* [TASK REQUIREMENTS]:
When a line below contains the word "dark", it counts toward the total; give that total and nothing besides.

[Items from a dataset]

━━━━━━

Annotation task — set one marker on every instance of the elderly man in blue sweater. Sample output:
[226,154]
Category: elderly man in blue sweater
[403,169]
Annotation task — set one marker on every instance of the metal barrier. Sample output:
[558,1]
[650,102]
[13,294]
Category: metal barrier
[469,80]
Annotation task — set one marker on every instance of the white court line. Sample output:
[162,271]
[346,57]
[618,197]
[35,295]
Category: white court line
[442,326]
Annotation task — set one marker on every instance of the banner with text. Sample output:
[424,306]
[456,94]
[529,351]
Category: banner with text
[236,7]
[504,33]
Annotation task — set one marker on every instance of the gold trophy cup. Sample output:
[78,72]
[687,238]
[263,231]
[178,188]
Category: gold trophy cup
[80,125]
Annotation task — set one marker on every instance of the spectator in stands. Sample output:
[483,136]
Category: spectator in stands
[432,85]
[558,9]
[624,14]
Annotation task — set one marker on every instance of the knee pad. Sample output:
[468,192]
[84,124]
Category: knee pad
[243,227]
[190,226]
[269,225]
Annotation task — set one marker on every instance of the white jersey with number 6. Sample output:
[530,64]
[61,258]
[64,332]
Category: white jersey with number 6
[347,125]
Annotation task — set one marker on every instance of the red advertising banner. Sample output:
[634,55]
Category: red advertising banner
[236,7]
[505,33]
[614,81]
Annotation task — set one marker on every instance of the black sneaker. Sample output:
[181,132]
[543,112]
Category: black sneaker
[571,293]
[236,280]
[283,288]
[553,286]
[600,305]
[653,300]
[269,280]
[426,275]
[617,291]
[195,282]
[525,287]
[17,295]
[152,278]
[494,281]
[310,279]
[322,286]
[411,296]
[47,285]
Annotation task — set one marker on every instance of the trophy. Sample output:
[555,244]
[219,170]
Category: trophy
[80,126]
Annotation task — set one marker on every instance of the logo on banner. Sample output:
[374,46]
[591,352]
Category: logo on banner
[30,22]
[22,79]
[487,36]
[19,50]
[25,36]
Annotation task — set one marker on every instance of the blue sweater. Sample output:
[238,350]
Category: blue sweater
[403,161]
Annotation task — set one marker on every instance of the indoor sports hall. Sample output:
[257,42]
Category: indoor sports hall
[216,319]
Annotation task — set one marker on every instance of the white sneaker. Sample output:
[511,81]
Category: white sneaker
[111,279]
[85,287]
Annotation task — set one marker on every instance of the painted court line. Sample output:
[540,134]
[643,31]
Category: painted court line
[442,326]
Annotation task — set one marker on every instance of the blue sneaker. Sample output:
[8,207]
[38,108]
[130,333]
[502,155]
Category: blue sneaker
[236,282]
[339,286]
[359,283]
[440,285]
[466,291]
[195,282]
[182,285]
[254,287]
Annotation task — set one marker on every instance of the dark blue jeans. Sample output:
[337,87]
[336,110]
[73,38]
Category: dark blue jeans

━━━━━━

* [RESULT OF THIS TASK]:
2